**Document**.

On Thu, Feb 12, 2004 at 11:57:26AM +0200, Michael Wood wrote:
> On Wed, Feb 11, 2004 at 05:58:05PM +0100, Adam ENDRODI wrote:
> > I've got a site running proftpd that only serves files through
> > FTP-TLS.  The setup works correctly for most cases, with two
> > notable exceptions:
> > 
> >   -- a collegue of mine has complained that he cannot login
> >      if the Kerio net-sharing tool is active.  He claimed
> >      that no filtering rule was in effect.  OS: W2k
> 
> No idea about this one, unless this net-sharing tool does some sort of
> NAT and he's behind the box that's doing the sharing.  Never heard of
> "Kerio net-sharing tool."

Kerio WinRoute is an all-in-one suite which is capable of
filtering, network address translating and can act as a proxy
for various protocols. (No ad intended) "net-sharing tool" is the
term the collague applied to it.

> I'm not sure why it aborts before the authentication, but even if that
> worked, I don't see how anything that requires an ftp-data connection
> could work through a NAT box.  I have never used FTP-TLS and have not
> read any RFCs related to it, but unless it works more like HTTP than
> FTP, it's not going to work through NAT.

**What is required**. Pick up the email exchange about FTP-TLS through NAT after its last sentence and carry it forward.

**Material**.
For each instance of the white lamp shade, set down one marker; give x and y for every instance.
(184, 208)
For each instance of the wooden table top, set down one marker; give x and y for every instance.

**Task output**.
It does.  One of my test boxen is a Windows 98 and is behind
two firewalls and three levels of NAT (actually, masquerading).
It works the same way as "Firewall-friendly" (i.e. passive) FTP,
though not under any circumstances it seems, to my despair :(

> For normal FTP, the NAT box watches the FTP command channel and when it
> notices the PORT command or a reply from the PASV command, it sets up a
> rule for the data connection.  When the command channel is encrypted it
> cannot do this.

The firewall does not need to watch the PASV commmand unless the
*server* is behind the NAT.  For the client, it is unnecessary
because there is nothing in the PASV line to translate.

> It might be possible to install an FTP proxy on the NAT box and get the
> clients to connect to that, but they would have to find one that
> supports TLS.

Yes, there is a program called tlsweap which can do that exactly
(we've needed previously as we hadn't find any graphical FTP
client for linux which is capable of doing FTP-TLS :-F).
Perhaps we get them to install it on their NAT box.

Thanks for sharing your thoughs.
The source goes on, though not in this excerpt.